Contour labeling records:
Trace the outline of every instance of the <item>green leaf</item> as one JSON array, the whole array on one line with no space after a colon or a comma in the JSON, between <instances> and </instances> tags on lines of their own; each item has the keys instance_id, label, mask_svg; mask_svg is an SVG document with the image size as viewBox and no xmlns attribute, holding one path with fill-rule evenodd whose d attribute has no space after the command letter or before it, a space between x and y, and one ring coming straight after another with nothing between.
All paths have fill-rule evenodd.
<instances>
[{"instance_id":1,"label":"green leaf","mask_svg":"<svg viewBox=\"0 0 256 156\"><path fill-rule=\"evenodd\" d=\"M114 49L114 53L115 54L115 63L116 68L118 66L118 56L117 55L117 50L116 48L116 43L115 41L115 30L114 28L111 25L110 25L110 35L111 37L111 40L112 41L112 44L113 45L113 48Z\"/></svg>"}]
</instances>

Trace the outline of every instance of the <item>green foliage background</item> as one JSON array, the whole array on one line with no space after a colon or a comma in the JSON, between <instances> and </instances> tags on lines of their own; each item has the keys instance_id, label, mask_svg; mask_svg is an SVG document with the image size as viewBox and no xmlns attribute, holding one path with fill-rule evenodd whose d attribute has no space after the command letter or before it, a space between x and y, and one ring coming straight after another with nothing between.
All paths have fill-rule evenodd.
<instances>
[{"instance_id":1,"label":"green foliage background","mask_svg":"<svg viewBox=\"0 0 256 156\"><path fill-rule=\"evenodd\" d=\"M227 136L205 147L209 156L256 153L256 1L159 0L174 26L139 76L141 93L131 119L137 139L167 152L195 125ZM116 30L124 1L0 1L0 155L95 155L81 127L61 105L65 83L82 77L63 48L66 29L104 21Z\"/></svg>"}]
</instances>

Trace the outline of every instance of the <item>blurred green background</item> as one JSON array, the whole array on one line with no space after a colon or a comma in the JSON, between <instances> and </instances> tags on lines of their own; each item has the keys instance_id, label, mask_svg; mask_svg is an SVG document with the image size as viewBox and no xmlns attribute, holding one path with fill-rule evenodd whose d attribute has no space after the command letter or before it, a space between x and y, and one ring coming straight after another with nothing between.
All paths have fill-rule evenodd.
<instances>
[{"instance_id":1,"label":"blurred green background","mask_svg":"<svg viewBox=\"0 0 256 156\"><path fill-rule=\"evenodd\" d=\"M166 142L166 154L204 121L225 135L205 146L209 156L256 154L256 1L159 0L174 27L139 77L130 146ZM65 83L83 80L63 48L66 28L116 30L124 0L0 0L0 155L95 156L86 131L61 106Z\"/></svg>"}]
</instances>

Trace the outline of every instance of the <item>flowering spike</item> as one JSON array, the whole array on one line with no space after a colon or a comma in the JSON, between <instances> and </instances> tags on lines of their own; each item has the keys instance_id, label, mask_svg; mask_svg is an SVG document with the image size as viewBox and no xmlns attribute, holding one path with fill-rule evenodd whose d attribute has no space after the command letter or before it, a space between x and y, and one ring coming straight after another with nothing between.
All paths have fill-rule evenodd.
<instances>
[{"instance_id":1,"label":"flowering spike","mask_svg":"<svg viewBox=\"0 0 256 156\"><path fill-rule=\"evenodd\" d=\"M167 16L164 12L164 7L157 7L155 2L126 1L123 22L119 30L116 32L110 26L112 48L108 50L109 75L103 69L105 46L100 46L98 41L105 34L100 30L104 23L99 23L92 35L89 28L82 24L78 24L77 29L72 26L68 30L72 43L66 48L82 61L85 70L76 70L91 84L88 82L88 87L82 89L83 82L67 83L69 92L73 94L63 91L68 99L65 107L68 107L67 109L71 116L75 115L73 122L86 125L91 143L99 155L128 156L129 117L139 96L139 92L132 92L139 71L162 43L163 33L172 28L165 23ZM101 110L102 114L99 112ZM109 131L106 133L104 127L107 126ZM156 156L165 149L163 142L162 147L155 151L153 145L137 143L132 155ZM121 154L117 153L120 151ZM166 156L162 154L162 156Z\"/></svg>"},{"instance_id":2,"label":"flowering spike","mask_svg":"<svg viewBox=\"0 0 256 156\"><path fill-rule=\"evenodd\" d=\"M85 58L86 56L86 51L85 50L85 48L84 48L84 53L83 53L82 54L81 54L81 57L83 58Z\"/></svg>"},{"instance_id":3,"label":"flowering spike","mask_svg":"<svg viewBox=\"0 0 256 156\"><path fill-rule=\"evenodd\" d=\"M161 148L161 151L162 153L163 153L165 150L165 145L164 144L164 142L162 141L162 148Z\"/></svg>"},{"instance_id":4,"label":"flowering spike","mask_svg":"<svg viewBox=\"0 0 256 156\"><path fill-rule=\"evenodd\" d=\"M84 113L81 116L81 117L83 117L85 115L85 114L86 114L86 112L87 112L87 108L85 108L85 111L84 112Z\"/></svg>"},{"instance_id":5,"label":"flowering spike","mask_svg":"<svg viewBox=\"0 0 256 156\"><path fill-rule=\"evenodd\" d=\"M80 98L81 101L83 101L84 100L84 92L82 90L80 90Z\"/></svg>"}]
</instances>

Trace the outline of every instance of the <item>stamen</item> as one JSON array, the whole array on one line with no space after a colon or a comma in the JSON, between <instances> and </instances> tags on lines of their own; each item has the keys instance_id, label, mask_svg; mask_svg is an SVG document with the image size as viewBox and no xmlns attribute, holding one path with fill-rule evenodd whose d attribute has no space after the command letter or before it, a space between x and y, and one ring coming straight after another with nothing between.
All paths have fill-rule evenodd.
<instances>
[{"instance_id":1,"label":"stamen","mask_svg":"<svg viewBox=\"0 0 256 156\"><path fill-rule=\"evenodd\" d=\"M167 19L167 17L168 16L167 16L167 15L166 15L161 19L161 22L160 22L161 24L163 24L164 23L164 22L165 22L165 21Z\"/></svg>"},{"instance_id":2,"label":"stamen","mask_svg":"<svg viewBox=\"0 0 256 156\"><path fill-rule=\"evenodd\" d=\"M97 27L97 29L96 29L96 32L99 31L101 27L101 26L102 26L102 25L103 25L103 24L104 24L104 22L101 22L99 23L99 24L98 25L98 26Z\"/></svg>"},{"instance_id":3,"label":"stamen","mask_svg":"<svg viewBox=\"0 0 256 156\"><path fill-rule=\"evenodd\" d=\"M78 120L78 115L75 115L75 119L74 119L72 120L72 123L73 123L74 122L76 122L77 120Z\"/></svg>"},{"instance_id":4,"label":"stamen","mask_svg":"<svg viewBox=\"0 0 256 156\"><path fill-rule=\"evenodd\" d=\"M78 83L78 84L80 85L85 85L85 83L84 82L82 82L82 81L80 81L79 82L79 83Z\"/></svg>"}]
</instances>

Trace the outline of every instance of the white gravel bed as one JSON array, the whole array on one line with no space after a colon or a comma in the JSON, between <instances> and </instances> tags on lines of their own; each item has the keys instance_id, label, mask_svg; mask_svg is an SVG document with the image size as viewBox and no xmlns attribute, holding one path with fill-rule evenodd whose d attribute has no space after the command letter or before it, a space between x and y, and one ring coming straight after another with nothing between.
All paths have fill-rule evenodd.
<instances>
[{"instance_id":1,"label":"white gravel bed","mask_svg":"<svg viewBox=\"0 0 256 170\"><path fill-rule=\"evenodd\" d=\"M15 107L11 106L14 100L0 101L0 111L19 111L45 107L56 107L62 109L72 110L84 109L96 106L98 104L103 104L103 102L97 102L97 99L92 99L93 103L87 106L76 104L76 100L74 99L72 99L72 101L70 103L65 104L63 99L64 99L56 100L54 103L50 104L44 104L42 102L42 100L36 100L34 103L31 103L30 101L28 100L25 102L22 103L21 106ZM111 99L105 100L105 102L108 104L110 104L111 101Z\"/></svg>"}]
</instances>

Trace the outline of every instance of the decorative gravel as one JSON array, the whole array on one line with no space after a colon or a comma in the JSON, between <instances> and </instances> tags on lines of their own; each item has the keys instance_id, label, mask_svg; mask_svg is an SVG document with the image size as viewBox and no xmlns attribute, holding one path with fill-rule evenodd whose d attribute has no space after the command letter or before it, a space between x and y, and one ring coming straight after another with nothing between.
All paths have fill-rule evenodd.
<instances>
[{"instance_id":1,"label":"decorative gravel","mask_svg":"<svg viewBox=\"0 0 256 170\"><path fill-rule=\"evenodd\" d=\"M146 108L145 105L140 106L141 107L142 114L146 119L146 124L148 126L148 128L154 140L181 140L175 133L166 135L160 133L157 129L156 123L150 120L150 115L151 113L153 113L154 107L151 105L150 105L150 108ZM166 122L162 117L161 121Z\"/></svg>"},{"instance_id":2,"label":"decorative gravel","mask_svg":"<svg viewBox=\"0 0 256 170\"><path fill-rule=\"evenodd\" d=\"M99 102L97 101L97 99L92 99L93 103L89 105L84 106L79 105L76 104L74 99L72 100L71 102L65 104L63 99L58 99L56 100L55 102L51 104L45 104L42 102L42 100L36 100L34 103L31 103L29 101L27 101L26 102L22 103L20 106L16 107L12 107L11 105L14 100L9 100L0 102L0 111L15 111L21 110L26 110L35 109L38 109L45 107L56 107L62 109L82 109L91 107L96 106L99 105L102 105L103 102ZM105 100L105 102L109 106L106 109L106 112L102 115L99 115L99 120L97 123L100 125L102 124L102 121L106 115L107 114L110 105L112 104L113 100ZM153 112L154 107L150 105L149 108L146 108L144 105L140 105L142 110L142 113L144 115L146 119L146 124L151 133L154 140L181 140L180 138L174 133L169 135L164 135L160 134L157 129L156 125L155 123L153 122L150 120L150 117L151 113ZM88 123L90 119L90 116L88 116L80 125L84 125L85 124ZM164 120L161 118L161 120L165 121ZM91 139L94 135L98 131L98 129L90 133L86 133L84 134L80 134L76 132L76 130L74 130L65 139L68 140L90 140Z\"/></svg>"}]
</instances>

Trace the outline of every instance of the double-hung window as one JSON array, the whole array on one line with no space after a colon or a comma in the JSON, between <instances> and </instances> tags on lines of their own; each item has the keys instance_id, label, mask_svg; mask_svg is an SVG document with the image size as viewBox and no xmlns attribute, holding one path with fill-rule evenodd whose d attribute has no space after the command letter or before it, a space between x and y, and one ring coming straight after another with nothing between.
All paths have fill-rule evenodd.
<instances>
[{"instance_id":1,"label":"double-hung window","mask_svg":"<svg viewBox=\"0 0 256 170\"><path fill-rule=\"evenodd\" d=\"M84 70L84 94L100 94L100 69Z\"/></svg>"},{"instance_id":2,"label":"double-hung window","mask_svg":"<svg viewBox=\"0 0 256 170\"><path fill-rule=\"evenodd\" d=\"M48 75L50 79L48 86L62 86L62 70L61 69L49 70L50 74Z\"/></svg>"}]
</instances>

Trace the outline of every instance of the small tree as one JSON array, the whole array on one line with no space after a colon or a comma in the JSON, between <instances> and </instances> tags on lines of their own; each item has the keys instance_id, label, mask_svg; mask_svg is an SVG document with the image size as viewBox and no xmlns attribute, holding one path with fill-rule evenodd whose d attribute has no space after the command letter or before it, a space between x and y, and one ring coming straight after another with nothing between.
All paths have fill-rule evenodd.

» **Exercise directions**:
Please repeat the lines above without any changes, from the line that contains "Trace the outline of every instance of the double-hung" through the end of the records.

» **Result**:
Trace the outline of every instance of the double-hung window as one JSON array, the whole array on one line with no space after a colon or a comma in the JSON, between <instances> and </instances> tags on lines of their own; each item has the keys instance_id, label, mask_svg; mask_svg is an SVG document with the image size as viewBox and no xmlns attribute, holding one path with fill-rule evenodd whose d attribute has no space after the command letter or before it, a space between x and y, and one ring coming straight after another with nothing between.
All paths have fill-rule evenodd.
<instances>
[{"instance_id":1,"label":"double-hung window","mask_svg":"<svg viewBox=\"0 0 256 170\"><path fill-rule=\"evenodd\" d=\"M84 70L84 94L100 94L100 69Z\"/></svg>"},{"instance_id":2,"label":"double-hung window","mask_svg":"<svg viewBox=\"0 0 256 170\"><path fill-rule=\"evenodd\" d=\"M48 75L50 79L48 86L62 86L62 70L61 69L49 70L50 74Z\"/></svg>"}]
</instances>

Trace the outline of every instance of the small tree as one JSON array, the whole array on one line with no space after a colon or a comma in the JSON, between <instances> and </instances> tags on lines of their own; each item has the keys instance_id, label, mask_svg; mask_svg is an SVG document with the image size as viewBox and no xmlns attribute, holding one path with fill-rule evenodd whose d attribute has no space after the command letter or before it, a space between x and y, and one ring coming straight after another with nothing between.
All paths have fill-rule evenodd.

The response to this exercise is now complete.